### EXERCISE PROMPT:
Each entry has to be copied exactly, with nothing missed.

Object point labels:
────

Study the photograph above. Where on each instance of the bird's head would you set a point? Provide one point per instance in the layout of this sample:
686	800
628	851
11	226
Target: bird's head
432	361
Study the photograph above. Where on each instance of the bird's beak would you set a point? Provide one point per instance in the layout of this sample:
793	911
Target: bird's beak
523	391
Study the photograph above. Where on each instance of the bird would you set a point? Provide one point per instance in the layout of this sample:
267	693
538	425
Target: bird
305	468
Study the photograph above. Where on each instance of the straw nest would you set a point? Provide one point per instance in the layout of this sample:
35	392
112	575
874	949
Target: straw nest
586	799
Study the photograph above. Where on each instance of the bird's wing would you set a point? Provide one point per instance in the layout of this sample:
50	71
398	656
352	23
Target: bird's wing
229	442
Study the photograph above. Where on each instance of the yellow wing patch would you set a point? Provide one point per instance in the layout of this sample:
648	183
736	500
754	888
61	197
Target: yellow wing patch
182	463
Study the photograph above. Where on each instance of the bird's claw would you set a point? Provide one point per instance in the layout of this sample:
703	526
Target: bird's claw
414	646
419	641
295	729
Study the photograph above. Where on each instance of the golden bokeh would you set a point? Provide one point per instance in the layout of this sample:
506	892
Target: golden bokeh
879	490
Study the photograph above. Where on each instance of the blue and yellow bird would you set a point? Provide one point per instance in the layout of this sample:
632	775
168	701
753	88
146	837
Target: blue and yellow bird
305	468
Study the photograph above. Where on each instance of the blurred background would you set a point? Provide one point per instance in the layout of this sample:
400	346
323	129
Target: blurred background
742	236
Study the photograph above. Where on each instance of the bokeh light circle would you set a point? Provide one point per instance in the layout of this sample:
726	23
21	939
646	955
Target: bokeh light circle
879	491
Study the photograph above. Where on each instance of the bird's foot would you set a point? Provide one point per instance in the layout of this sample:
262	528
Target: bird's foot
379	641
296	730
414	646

────

### TASK RESPONSE:
Study the photograph above. Where on each instance of the bird's head would you set a point? Provide one point per instance in the layout of this sample:
686	800
628	851
11	226
Target: bird's head
432	361
Study the photograph above. Where on each instance of the bird's beak would you set a point? Provide one point per instance in the layout of this sample:
793	911
Target: bird's beak
523	391
Study the photograph above. Where on each instance of the bird would you set a point? Provide one point per instance in the layout of this sample:
267	693
538	425
Target: bird
305	468
Study the photograph above. Where on each instance of the straw nest would you set a point? Provide one point per instance in the layout of this sample:
35	392
112	575
874	949
Target: straw nest
586	799
Study the photograph above. Where on each instance of the bird's wing would you set a point? Provide one point per instance in the layout of this sample:
50	71
398	656
352	23
Target: bird's wing
229	442
Study the photograph above. Where on each instance of the yellow wing patch would you set a point? Provide one point per instance in the layout of this sample:
648	183
736	500
754	888
61	197
Target: yellow wing patch
182	463
Study the photograph above. Where on each instance of the bird's claw would you set a point? Provide one point per instance in the layout of this sample:
703	526
Target: bird's claw
414	646
419	641
295	729
Study the photograph above. Where on each instance of the golden bokeh would you set a point? Provide one point per instance in the layout of this sample:
506	892
Target: golden bokeh
879	490
Study the photograph above. Where on each instance of the blue and yellow bird would you set a point? Provide one point per instance in the layout of this sample:
632	775
168	701
753	88
146	837
Target: blue and yellow bird
305	468
Study the photograph above. Where on each instance of the blurred background would you set a point? Provide one point per instance in the layout of this sample:
400	346
323	129
Target: blurred background
742	236
Study the photograph above. Where on each instance of the bokeh light circle would you set a point? Provide one point per instance in the layout of this sample:
726	23
21	939
646	955
Target: bokeh light circle
879	491
Study the photograph above. Where on each instance of the bird's foot would you set a point? Provide one point per instance in the layout of this sample:
262	528
Target: bird's foot
379	641
296	730
414	646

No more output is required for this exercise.